PASSAGE FOR REVIEW -
##############################

Family history of autoimmunity correlated with an ear infection and allergic conditions

Dr. Yehuda Shoenfeld and others have described a condition called autoimmune syndrome induced by adjuvants (ASIA), where genetics and family history of autoimmunity appear to pre-dispose vaccinated patients to higher risks of developing an autoimmune condition. With this in mind, the authors compared patient records from those with a family history of autoimmune conditions — such as multiple sclerosis, type I diabetes, or Hashimoto’s thyroiditis — to patients whose families do not have autoimmunity. The results were striking. Vaccination among children with autoimmunity in their family appeared to increase the risk of ear infection, asthma, allergies, and skin rashes relative to the unvaccinated with a family history of autoimmunity.

Past studies have used a weaker statistic

Readers of the study will learn about flaws in past vaccine safety studies, such as over-adjustment bias, in which the data are analyzed many times over in search of the right combination of variables to make associations of adverse health outcomes with vaccines go away. One of the most important findings of this study is that the comparison of the number of office visits related to specific health conditions is a far more accurate tool than just using the incidence of diagnoses. In fact, the study authors show this with simulation — and they point out that studies that use odds ratios with an incidence of diagnosis are using a low-powered special case of the method introduced by their study, the relative incidence of office visits, because patients with a “diagnosis” have at least one billed office visit related to the diagnosis.  The authors conclude that future vaccine safety studies should avoid using weak measures such as odds ratios of incidence of diagnosis.

##############################

EXTRACTED MATERIAL -
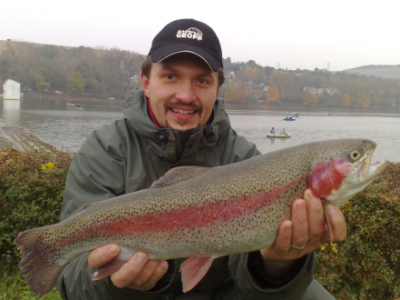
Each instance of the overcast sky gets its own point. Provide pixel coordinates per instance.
(290, 34)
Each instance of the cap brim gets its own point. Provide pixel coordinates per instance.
(170, 50)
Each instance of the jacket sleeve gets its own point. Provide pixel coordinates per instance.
(96, 173)
(256, 288)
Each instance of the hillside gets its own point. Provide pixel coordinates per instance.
(392, 72)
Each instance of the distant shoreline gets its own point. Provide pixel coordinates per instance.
(79, 99)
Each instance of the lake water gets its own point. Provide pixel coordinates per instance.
(67, 129)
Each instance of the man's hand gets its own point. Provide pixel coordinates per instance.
(138, 273)
(306, 231)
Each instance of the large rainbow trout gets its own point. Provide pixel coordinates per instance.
(201, 213)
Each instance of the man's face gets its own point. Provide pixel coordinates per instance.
(182, 90)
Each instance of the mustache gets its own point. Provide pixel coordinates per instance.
(179, 103)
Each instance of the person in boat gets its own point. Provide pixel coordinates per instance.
(177, 119)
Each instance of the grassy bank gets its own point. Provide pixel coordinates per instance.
(365, 266)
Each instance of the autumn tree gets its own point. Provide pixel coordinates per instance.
(310, 99)
(345, 101)
(229, 93)
(272, 95)
(363, 101)
(41, 83)
(75, 83)
(240, 96)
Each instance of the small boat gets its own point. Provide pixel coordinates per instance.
(289, 119)
(281, 135)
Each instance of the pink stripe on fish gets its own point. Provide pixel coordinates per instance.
(195, 216)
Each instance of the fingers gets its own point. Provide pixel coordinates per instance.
(148, 278)
(300, 224)
(139, 273)
(103, 255)
(338, 224)
(316, 217)
(307, 229)
(283, 240)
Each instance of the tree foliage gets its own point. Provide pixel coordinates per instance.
(112, 71)
(272, 95)
(75, 83)
(345, 101)
(367, 264)
(105, 71)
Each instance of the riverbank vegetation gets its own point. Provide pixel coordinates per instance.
(110, 73)
(365, 266)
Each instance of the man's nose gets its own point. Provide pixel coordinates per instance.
(186, 93)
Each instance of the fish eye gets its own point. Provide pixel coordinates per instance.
(355, 154)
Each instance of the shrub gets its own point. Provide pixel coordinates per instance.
(367, 264)
(31, 191)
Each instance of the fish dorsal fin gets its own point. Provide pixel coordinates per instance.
(193, 270)
(178, 174)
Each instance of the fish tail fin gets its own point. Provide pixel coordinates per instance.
(38, 263)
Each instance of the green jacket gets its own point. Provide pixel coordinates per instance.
(127, 155)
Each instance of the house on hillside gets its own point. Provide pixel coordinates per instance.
(320, 91)
(229, 75)
(11, 90)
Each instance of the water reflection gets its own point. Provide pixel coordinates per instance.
(11, 109)
(67, 129)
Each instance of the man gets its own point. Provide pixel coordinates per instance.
(176, 120)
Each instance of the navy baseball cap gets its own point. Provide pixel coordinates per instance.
(187, 36)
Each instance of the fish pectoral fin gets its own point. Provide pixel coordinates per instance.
(178, 174)
(193, 270)
(109, 268)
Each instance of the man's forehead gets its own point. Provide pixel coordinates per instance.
(188, 59)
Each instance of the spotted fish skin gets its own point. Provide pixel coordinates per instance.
(202, 212)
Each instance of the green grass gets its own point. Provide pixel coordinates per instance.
(14, 287)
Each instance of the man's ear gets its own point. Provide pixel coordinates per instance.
(145, 84)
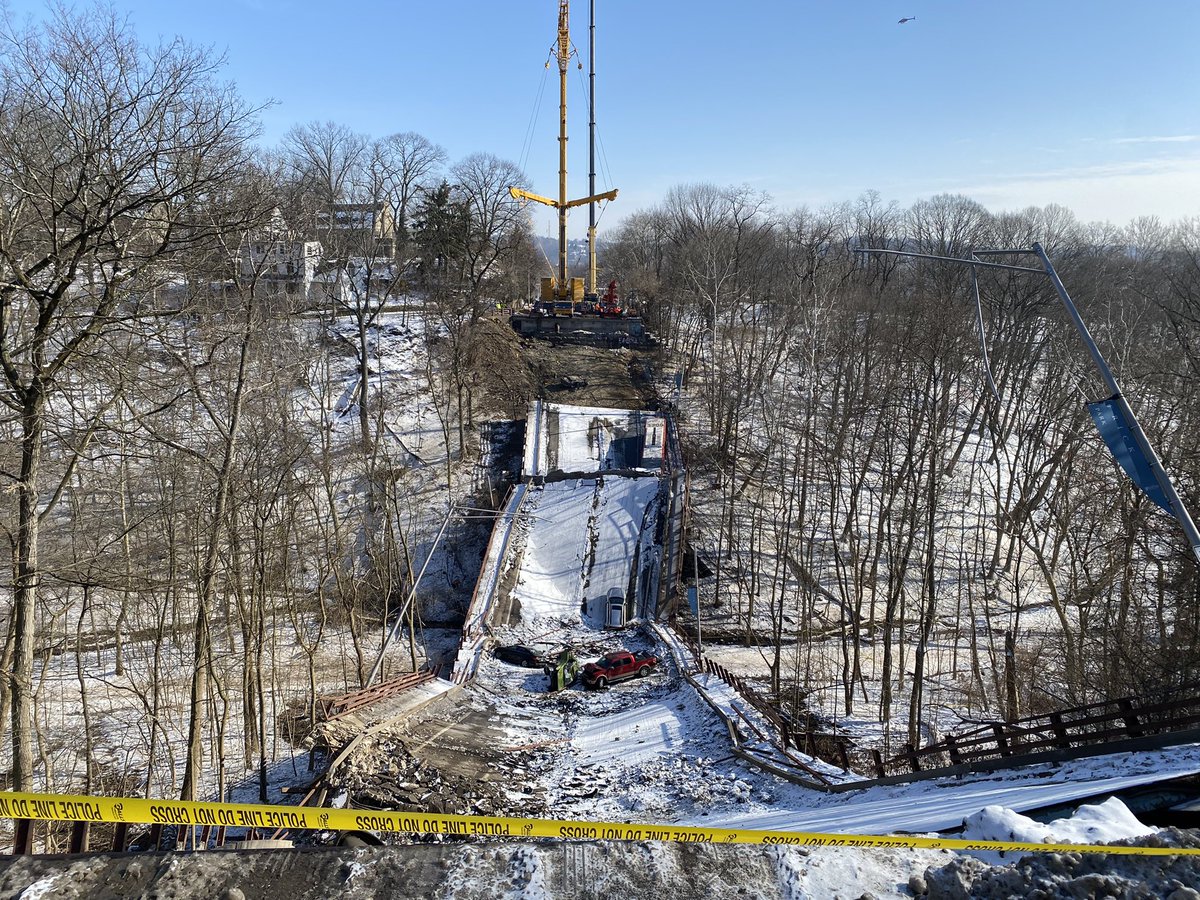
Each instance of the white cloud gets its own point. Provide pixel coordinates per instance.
(1115, 192)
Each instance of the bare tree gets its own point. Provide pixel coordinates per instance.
(105, 148)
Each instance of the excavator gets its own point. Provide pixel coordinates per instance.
(559, 293)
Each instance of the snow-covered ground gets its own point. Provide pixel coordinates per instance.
(657, 751)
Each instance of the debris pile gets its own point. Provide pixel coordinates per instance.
(383, 774)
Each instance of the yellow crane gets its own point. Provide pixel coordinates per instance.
(564, 292)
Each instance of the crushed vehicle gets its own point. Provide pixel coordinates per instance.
(617, 667)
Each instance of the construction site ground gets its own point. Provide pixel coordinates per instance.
(652, 750)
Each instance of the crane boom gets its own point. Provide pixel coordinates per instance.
(563, 291)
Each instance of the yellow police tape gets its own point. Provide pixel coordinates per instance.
(63, 808)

##############################

PROBLEM - Carry the passage on vaccination outcomes and family history of autoimmunity forward from its last sentence with a further paragraph. Nothing in the items is needed for this exercise.

RESPONSE TO THE TASK -
Conclusion

Since the study found healthcare-seeking behavior could not explain vaccination rates, the only remaining explanation of why vaccinated patients require more healthcare for symptoms of chronic illness associated with vaccination is that vaccines are not only associated with adverse health outcomes — they are also associated with more severe and chronic adverse health outcomes. Recalling that 54% of children and young adults in the U.S. have chronic illnesses that lead to life-long pharmaceutical prescriptions, it seems a lot of human pain and suffering could be reduced by adhering to informed choice regarding the true risks of vaccination, and heeding signs of vaccine sensitivity. Although the authors call for more studies to be conducted using similar methodology, this study should certainly cause pediatricians to pause and wonder if they are contributing to life-long chronic illness in some of their patients.